# AIM
How many lines in the material below contain the word "hand"? Reply with the number alone.
>> BEGIN EXTRACTED INFORMATION
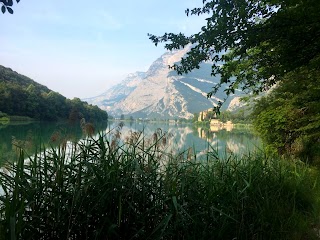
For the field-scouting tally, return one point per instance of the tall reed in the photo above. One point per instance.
(107, 189)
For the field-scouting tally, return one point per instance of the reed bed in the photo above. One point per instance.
(107, 189)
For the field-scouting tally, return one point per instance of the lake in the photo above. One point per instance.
(179, 137)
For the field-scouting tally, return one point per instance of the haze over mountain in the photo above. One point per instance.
(21, 96)
(161, 93)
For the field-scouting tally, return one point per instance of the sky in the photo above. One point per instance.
(81, 48)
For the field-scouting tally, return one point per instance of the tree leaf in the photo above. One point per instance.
(10, 10)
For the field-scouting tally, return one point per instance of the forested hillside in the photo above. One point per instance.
(21, 96)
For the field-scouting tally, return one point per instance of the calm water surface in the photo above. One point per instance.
(180, 137)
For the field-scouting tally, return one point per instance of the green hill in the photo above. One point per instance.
(21, 96)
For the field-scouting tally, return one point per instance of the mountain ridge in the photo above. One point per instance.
(161, 93)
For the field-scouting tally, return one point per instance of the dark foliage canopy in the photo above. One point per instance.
(21, 96)
(259, 41)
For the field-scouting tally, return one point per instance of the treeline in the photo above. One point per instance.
(288, 118)
(21, 96)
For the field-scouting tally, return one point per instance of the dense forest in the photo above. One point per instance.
(21, 96)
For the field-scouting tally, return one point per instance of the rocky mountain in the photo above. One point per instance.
(161, 93)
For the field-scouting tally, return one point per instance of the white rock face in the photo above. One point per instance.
(160, 92)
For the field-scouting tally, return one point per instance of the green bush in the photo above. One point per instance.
(103, 189)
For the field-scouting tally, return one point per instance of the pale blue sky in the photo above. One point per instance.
(81, 48)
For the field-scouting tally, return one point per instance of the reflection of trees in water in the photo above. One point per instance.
(34, 135)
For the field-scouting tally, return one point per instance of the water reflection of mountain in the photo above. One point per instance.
(200, 140)
(179, 138)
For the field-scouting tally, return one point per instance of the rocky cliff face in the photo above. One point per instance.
(161, 93)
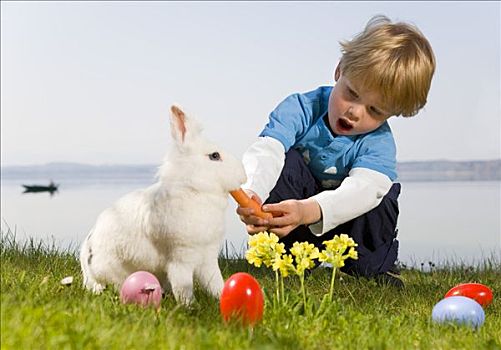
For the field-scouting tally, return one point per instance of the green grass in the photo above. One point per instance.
(37, 312)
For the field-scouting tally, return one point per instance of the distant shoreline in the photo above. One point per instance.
(413, 171)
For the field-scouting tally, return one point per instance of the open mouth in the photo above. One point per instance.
(344, 125)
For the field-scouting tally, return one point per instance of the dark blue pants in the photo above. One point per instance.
(374, 231)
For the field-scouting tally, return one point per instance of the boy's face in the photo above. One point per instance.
(354, 110)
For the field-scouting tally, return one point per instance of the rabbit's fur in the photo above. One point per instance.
(174, 228)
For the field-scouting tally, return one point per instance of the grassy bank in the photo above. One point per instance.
(37, 312)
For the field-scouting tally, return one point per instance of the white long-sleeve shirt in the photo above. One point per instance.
(362, 190)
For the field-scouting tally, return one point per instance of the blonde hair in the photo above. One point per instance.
(393, 59)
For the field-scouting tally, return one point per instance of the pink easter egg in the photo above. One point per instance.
(141, 288)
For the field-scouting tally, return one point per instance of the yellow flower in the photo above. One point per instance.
(304, 254)
(335, 248)
(253, 258)
(263, 249)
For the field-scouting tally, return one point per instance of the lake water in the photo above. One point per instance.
(438, 222)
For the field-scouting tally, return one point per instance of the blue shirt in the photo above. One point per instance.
(299, 122)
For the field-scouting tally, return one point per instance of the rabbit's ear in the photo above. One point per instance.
(178, 123)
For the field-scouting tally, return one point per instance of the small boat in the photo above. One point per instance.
(52, 187)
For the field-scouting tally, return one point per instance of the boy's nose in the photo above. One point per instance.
(353, 113)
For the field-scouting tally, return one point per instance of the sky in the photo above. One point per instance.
(92, 82)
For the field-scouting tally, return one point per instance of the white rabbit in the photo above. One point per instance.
(174, 228)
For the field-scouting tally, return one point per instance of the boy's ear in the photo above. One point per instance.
(337, 73)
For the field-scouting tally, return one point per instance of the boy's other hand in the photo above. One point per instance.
(254, 224)
(294, 213)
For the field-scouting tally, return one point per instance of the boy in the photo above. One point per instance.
(326, 160)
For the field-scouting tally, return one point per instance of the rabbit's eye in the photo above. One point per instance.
(215, 156)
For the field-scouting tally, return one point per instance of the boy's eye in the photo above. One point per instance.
(352, 93)
(215, 156)
(375, 111)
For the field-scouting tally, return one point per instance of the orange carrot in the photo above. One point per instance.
(246, 202)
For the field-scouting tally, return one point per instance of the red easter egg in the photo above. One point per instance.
(476, 291)
(242, 298)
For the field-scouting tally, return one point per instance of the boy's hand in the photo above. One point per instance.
(254, 224)
(294, 213)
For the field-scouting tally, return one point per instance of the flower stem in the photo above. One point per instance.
(332, 283)
(277, 287)
(303, 290)
(282, 289)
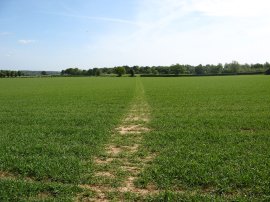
>> END EXTRACTED INFORMATION
# TASK SOLUTION
2